# Task details
Repeat the data below exactly, dropping any pictures it holds.

Point annotations for photos
==*==

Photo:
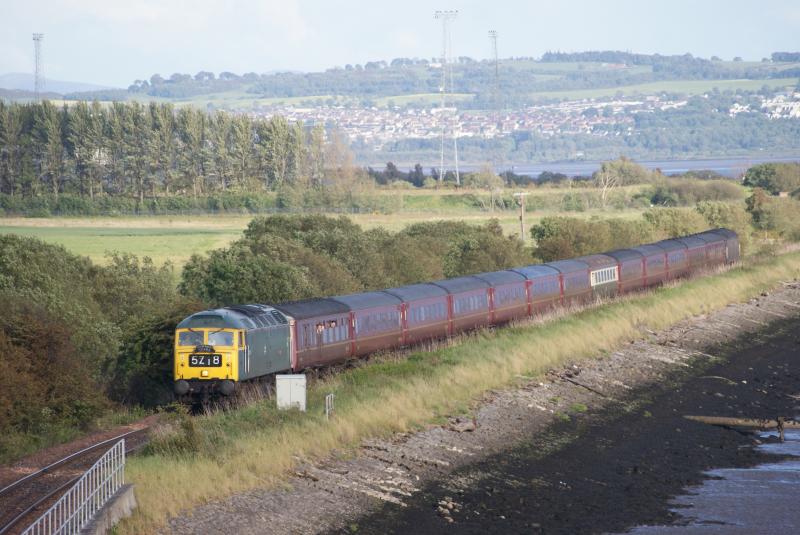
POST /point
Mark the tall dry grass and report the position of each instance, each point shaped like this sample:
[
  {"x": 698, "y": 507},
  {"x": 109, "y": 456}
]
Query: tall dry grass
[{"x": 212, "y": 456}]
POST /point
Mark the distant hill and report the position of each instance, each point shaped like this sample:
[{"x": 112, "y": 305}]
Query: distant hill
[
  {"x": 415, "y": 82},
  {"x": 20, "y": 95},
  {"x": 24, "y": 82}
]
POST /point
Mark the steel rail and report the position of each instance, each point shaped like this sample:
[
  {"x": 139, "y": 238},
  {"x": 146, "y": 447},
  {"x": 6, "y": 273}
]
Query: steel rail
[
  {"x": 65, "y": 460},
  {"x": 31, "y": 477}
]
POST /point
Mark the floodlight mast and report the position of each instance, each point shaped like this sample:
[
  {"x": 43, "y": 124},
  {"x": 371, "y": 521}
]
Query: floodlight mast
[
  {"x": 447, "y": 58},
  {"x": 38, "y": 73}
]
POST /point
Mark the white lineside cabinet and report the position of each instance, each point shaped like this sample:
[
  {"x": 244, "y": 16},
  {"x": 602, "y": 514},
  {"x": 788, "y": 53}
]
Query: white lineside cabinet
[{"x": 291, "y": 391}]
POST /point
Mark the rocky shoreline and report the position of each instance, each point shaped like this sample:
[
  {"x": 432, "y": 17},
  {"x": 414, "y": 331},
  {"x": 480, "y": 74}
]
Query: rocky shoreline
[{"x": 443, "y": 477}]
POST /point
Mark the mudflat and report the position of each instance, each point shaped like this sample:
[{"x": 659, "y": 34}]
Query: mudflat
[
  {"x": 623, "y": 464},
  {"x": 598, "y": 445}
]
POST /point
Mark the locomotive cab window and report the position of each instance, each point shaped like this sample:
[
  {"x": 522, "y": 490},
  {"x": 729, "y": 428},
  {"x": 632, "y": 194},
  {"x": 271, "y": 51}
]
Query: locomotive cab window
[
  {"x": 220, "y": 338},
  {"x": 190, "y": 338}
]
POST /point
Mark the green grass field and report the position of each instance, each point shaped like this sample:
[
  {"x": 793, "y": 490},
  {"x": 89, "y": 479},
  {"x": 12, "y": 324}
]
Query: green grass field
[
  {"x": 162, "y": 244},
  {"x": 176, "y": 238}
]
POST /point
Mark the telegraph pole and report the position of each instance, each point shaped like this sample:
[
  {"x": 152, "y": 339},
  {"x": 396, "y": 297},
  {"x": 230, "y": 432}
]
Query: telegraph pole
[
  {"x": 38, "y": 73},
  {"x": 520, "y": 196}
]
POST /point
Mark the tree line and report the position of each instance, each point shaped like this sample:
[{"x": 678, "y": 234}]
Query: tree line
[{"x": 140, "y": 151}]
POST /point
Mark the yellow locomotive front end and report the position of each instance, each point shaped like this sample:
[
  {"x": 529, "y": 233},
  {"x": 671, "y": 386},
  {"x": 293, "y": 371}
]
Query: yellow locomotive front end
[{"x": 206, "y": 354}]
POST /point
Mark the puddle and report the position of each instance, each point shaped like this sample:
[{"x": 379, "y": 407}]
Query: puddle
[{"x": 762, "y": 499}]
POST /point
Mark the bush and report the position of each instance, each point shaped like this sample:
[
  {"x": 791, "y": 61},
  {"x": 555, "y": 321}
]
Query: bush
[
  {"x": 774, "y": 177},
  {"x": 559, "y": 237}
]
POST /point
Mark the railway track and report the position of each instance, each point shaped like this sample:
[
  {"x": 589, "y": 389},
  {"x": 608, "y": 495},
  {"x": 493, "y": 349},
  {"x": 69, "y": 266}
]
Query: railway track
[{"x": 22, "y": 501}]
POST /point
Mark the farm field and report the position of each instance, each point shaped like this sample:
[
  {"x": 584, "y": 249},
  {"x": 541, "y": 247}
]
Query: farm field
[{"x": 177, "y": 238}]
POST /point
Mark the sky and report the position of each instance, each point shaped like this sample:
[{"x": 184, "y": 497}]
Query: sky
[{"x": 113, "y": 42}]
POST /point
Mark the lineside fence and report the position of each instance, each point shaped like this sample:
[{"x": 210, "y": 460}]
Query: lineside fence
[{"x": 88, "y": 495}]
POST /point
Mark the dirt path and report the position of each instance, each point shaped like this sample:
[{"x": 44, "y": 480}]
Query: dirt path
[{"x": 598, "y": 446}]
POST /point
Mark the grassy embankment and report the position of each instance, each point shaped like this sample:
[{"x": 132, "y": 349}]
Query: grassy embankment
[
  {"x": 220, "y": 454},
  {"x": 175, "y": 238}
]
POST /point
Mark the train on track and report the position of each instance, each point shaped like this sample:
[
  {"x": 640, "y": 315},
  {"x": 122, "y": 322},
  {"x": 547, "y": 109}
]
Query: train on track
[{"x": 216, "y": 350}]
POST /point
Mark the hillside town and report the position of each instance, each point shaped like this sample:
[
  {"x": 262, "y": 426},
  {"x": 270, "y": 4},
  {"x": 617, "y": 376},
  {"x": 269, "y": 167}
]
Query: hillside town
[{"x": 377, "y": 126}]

==*==

# Final answer
Photo:
POST /point
Mark the tall dry grass and report the position of each instance, each point shaped like this sample:
[
  {"x": 698, "y": 507},
  {"x": 109, "y": 456}
]
Query: tall dry grass
[{"x": 212, "y": 456}]
POST /point
Mark the distant hill and report the position of each instance, each point shaped like this sample:
[{"x": 112, "y": 305}]
Query: distant hill
[
  {"x": 415, "y": 82},
  {"x": 20, "y": 95},
  {"x": 24, "y": 82}
]
POST /point
Mark the steel rail and report the position of each instance, each point shaped like this sample:
[
  {"x": 139, "y": 238},
  {"x": 146, "y": 447},
  {"x": 6, "y": 273}
]
Query: steel rail
[
  {"x": 65, "y": 460},
  {"x": 31, "y": 477}
]
POST /point
Mark the floodlight mast and report the position of each instance, each point shaped like this sample:
[
  {"x": 43, "y": 124},
  {"x": 371, "y": 521}
]
Query: floodlight mast
[
  {"x": 447, "y": 58},
  {"x": 38, "y": 73}
]
POST /point
Mark the white lineside cabinet and report the position of each instance, each point shaped like this sample:
[
  {"x": 244, "y": 16},
  {"x": 602, "y": 514},
  {"x": 788, "y": 53}
]
Query: white lineside cabinet
[{"x": 291, "y": 391}]
POST /point
Mark the rocky shoreline and report the position of each instance, each point shaped like this sample:
[
  {"x": 432, "y": 17},
  {"x": 414, "y": 331},
  {"x": 480, "y": 74}
]
Query: rocky shoreline
[{"x": 443, "y": 477}]
POST /point
Mark the mudflat and report the position of each instance, each point shaped like this sample:
[{"x": 659, "y": 34}]
Query: mudflat
[
  {"x": 623, "y": 464},
  {"x": 598, "y": 445}
]
POST /point
Mark the locomotive cab window and report the position of each instance, each point shaped like this sample:
[
  {"x": 522, "y": 490},
  {"x": 729, "y": 428},
  {"x": 632, "y": 194},
  {"x": 271, "y": 51}
]
Query: locomotive cab window
[
  {"x": 220, "y": 338},
  {"x": 190, "y": 338}
]
POST /point
Mark the green grass field and report the position of each instance, each point shaped like this sample:
[
  {"x": 793, "y": 490},
  {"x": 89, "y": 479},
  {"x": 12, "y": 324}
]
Query: green grass field
[
  {"x": 162, "y": 244},
  {"x": 176, "y": 238}
]
POST /point
Mark the telegraph pole and report the position of each instance, each point shaped like this sample:
[
  {"x": 152, "y": 339},
  {"x": 396, "y": 297},
  {"x": 230, "y": 432}
]
Query: telegraph pole
[
  {"x": 38, "y": 73},
  {"x": 520, "y": 196}
]
POST /point
Mark the tree line and report the position of each instance, each point shaped like this sample:
[{"x": 678, "y": 234}]
Query: tree line
[{"x": 140, "y": 151}]
POST /point
Mark the yellow locomotive front end and report the position of each instance, each point shaped like this sample:
[
  {"x": 529, "y": 233},
  {"x": 671, "y": 386},
  {"x": 293, "y": 371}
]
Query: yellow locomotive front end
[{"x": 206, "y": 354}]
POST /point
Mark the puddle and report the position of each instance, each point shaped like this sample:
[{"x": 379, "y": 407}]
Query: puddle
[{"x": 762, "y": 499}]
POST /point
Mark the bush and report the position of each instance, each point shaped like this sample:
[
  {"x": 791, "y": 61},
  {"x": 555, "y": 321}
]
Query: bush
[
  {"x": 774, "y": 177},
  {"x": 559, "y": 237}
]
POST /point
Mark the railway track and report the position of each instance, each point shaped like this sample:
[
  {"x": 589, "y": 389},
  {"x": 608, "y": 495},
  {"x": 493, "y": 349},
  {"x": 69, "y": 266}
]
Query: railway track
[{"x": 22, "y": 501}]
POST /point
Mark the farm field and report the position of each instance, each point shaped like this sample:
[
  {"x": 584, "y": 249},
  {"x": 541, "y": 247}
]
Query: farm field
[{"x": 177, "y": 238}]
POST /point
Mark the sky and report the position of each instance, each point shaped like this sample:
[{"x": 184, "y": 497}]
Query: sky
[{"x": 113, "y": 42}]
POST /point
Mark the lineside fence and report the position of each instance, each point shaped like this sample:
[{"x": 210, "y": 460}]
Query: lineside fence
[{"x": 88, "y": 495}]
POST /point
Mark the dirt path and report the position of each instance, each point shaped like this sample:
[{"x": 44, "y": 480}]
Query: dirt path
[{"x": 598, "y": 446}]
POST /point
Mark the grassy embankment and report the position of each instance, each point shaped like this sample:
[{"x": 132, "y": 349}]
Query: grassy embankment
[
  {"x": 220, "y": 454},
  {"x": 175, "y": 238}
]
POST /point
Mark the train on track and report the position of each instance, each point shaped like this sample:
[
  {"x": 640, "y": 315},
  {"x": 122, "y": 322},
  {"x": 547, "y": 109}
]
Query: train on track
[{"x": 216, "y": 350}]
POST /point
Mark the hillside town and report the position of each instance, each point shaped like this sample:
[
  {"x": 262, "y": 426},
  {"x": 270, "y": 4},
  {"x": 617, "y": 376},
  {"x": 269, "y": 167}
]
Query: hillside town
[{"x": 377, "y": 126}]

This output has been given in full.